[Supplied material]

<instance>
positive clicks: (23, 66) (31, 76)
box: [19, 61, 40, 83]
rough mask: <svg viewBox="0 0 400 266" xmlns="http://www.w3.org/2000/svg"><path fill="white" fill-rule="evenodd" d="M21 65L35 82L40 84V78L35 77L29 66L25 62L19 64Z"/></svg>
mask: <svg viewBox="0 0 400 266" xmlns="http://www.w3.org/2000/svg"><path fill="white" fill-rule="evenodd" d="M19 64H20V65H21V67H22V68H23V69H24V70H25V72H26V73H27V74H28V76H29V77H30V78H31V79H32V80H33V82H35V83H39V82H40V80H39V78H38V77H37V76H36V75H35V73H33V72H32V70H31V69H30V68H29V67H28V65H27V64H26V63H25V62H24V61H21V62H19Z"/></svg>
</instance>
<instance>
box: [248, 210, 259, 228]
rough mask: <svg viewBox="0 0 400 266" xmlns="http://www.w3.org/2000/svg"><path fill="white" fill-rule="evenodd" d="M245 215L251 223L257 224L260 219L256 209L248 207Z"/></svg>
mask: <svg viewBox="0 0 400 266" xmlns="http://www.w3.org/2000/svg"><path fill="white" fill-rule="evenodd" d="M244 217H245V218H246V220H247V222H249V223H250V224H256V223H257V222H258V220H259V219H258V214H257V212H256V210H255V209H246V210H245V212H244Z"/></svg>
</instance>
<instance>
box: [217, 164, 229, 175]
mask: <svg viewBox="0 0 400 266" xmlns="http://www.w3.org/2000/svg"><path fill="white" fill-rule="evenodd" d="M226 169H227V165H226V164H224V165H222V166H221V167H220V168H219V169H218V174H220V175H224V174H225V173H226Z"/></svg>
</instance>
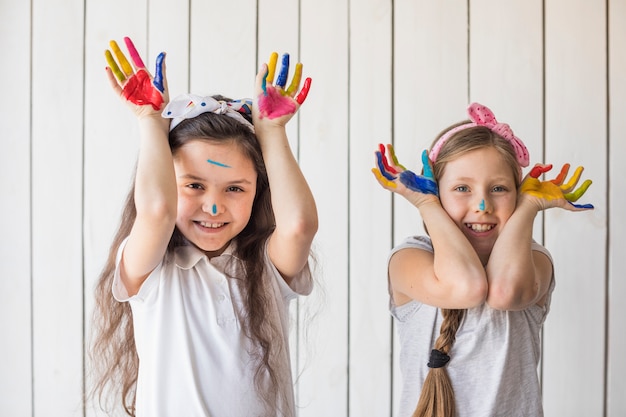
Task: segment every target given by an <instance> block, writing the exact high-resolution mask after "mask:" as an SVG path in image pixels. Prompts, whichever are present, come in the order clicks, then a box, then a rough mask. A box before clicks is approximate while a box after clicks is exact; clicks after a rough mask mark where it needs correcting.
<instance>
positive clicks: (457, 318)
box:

[/Supplied material]

All the lines above need to be repeated exactly, with no pictures carried over.

Answer for this exercise>
<instance>
positive clicks: (23, 66) (31, 76)
box: [19, 61, 40, 83]
rough mask: <svg viewBox="0 0 400 266" xmlns="http://www.w3.org/2000/svg"><path fill="white" fill-rule="evenodd" d="M21 65L35 82L40 84V78L35 77L29 66L25 62L19 64Z"/></svg>
mask: <svg viewBox="0 0 400 266" xmlns="http://www.w3.org/2000/svg"><path fill="white" fill-rule="evenodd" d="M19 64H20V65H21V67H22V68H23V69H24V70H25V72H26V73H27V74H28V76H29V77H30V78H31V79H32V80H33V82H35V83H39V82H40V80H39V78H38V77H37V76H36V75H35V73H33V72H32V70H31V69H30V68H29V67H28V65H27V64H26V63H25V62H24V61H21V62H19Z"/></svg>
</instance>
<instance>
box: [248, 210, 259, 228]
rough mask: <svg viewBox="0 0 400 266" xmlns="http://www.w3.org/2000/svg"><path fill="white" fill-rule="evenodd" d="M245 215L251 223L257 224L260 219L256 209L248 207Z"/></svg>
mask: <svg viewBox="0 0 400 266" xmlns="http://www.w3.org/2000/svg"><path fill="white" fill-rule="evenodd" d="M244 217H245V218H246V220H247V222H249V223H250V224H256V223H257V222H258V220H259V219H258V214H257V212H256V210H255V209H246V210H245V212H244Z"/></svg>
</instance>
<instance>
box: [217, 164, 229, 175]
mask: <svg viewBox="0 0 400 266" xmlns="http://www.w3.org/2000/svg"><path fill="white" fill-rule="evenodd" d="M226 169H227V165H226V164H224V165H222V166H221V167H220V168H219V169H218V174H220V175H224V174H225V173H226Z"/></svg>
</instance>
Task: segment every target given by an <instance> block, writing the exact high-resolution mask after "mask:" as an SVG path in image pixels. Prompts, whichever are present, come in the order clicks, then a box, then a rough mask. A box before clicks is approximate while a box after clicks is exact; clicks after a rough mask mark where it needs correcting.
<instance>
positive clicks: (457, 318)
box:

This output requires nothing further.